Start of INPUT RECORDS

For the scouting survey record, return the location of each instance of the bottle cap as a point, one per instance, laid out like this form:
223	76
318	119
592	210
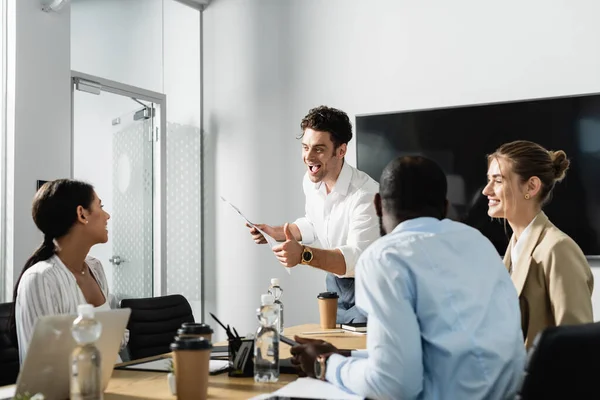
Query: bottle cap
85	310
190	343
267	299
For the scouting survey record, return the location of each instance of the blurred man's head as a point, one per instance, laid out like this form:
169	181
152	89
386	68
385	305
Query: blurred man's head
410	187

End of INPUT RECORDS

▶ DO THIS: Leave out every line before the one containing "of the blurred"; set down that line and all remaining lines of the material exactly.

▶ EXERCISE RESULT:
For the scouting survey record, return the location of each instance of the blurred man's head as a point, one per instance, laid out like this form:
169	181
152	89
386	68
385	305
Query: blurred man's head
410	187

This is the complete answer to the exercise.